# Text shown:
==*==

United States v. Scales, 72-1032.
Decision Date | 14 July 1972 |
Docket Number | No. 72-1032.,72-1032. |
Citation | 464 F.2d 371 |
Parties | UNITED STATES of America, Plaintiff-Appellee, v. Robert Bryant SCALES, Defendant-Appellant. |
Court | U.S. Court of Appeals — Sixth Circuit |
Robert W. Andrews, Memphis, Tenn., for defendant-appellant; Sam J. Catanzaro, Jr., Memphis, Tenn., on brief.
Larry E. Parrish, Asst. U. S. Atty., for plaintiff-appellee; Thomas F. Turley, U. S. Atty., on brief.
Before CELEBREZZE and MILLER, Circuit Judges, and THOMAS,* District Judge.
This is an appeal from Appellant Scales' conviction, after a jury verdict of guilty in the District Court, for the unlawful manufacture and possession with intent to distribute approximately 1000 pounds of marihuana, in violation of Section 401 of the Comprehensive Drug Abuse Prevention and Control Act of 1970, 21 U.S.C. § 841(a)(1). Appellant asserts three grounds for appeal: 1) the evidence was insufficient to support the jury verdict; 2) the Government failed to establish that the marihuana was in any way related to interstate commerce so as to confer federal jurisdiction over the crime; and 3) the sentence imposed by the District Court constitutes cruel and unusual punishment.
The testimony of numerous witnesses established that in the spring of 1971 Appellant—never using his correct name —contracted for the purchase of two parcels of land of approximately 20 and 30 acres respectively, located near one another in Fayette County, Tennessee. Learning that one of the parcels was restricted under a cotton allotment, Appellant processed the necessary papers to have this allotment removed and to permit the planting of corn. Appellant further arranged to have one James Olds cultivate the parcels and plant corn thereon. Mr. Olds, however, was instructed by Appellant to leave a space in the center of each field, in which spaces Appellant said he planned to plant okra.
On one occasion while Mr. Olds was planting the corn, he observed Appellant, accompanied by another man and a child, in the area which had been set aside for okra. Appellant then indicated that the land was not in good shape for planting, and the three left.
Mr. Olds and his son returned to the parcels when the corn was knee-high, observed that the corn was in poor, neglected condition, and that no okra was growing in the center spaces, which were grass-covered. A neighbor similarly observed the poor condition of the corn and the "weeds and grass" growing in the center area of one parcel. At trial this neighbor used the same words to describe photos of the marihuana which was seized from the center areas of Appellant's fields.
In June 1971, agents from the Tennessee Bureau of Identification and the Bureau of Narcotics and Dangerous Drugs identified and seized approximately three acres of marihuana from the center portions of the fields, which, under a conservative estimate, amounted to 1000 pounds with a value of from $225,000 wholesale to $1,000,000 retail.
Upon his arrest, Appellant admitted the above transactions respecting the purchase of the land and the arrangements for corn to be planted, with spaces left in the center of each parcel, but he denied any knowledge of the marihuana.1 Appellant did, however, state that in order to "keep down suspicion," he had introduced a friend as his son to one of the property owners. He inquired as to who had identified him and stated that he would serve his time if he was convicted but someone would "catch hell" when he got out. Appellant further told the agents that he would plead guilty if prosecuted in a state court but would fight a federal prosecution.

==*==

# Supplied data:

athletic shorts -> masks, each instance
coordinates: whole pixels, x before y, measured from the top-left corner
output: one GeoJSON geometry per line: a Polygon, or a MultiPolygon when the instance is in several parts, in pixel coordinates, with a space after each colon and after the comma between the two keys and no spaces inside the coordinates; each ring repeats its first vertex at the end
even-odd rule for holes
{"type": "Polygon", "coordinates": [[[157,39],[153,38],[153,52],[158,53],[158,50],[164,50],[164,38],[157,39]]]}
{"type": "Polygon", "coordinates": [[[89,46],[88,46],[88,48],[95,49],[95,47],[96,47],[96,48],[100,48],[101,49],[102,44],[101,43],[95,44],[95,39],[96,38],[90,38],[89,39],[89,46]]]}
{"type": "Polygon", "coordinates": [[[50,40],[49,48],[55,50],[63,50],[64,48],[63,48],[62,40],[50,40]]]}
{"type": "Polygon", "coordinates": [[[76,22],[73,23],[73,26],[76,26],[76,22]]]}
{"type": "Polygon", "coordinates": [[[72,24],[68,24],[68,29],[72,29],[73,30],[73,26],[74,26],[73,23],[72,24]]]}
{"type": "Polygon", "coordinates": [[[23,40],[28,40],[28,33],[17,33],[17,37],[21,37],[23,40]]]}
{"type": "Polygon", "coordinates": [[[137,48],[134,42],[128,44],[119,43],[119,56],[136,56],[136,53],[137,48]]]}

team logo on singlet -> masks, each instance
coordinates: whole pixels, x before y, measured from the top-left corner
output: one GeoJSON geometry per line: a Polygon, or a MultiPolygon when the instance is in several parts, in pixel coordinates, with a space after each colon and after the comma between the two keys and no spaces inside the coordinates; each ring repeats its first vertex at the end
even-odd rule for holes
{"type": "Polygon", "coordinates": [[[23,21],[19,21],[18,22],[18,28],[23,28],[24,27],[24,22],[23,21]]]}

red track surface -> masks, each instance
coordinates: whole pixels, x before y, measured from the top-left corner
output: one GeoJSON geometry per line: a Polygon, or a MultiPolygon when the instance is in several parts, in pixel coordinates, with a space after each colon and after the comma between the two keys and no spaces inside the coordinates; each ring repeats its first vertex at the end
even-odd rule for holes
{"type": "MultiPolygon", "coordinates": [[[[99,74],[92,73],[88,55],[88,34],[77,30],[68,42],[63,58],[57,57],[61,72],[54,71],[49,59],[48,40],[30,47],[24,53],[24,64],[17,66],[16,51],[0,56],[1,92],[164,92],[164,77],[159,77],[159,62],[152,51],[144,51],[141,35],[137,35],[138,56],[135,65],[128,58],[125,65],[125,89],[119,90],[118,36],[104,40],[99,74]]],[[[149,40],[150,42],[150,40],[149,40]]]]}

==*==

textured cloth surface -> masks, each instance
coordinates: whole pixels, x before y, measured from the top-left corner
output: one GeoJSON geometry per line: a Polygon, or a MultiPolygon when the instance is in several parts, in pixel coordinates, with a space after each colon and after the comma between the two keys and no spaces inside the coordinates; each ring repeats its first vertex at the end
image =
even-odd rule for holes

==*==

# The exercise:
Return the passage of the court opinion above, copied word for word, from "Larry E. Parrish, Asst." up to and including "and unusual punishment.".

# Written answer:
Larry E. Parrish, Asst. U. S. Atty., for plaintiff-appellee; Thomas F. Turley, U. S. Atty., on brief.
Before CELEBREZZE and MILLER, Circuit Judges, and THOMAS,* District Judge.
This is an appeal from Appellant Scales' conviction, after a jury verdict of guilty in the District Court, for the unlawful manufacture and possession with intent to distribute approximately 1000 pounds of marihuana, in violation of Section 401 of the Comprehensive Drug Abuse Prevention and Control Act of 1970, 21 U.S.C. § 841(a)(1). Appellant asserts three grounds for appeal: 1) the evidence was insufficient to support the jury verdict; 2) the Government failed to establish that the marihuana was in any way related to interstate commerce so as to confer federal jurisdiction over the crime; and 3) the sentence imposed by the District Court constitutes cruel and unusual punishment.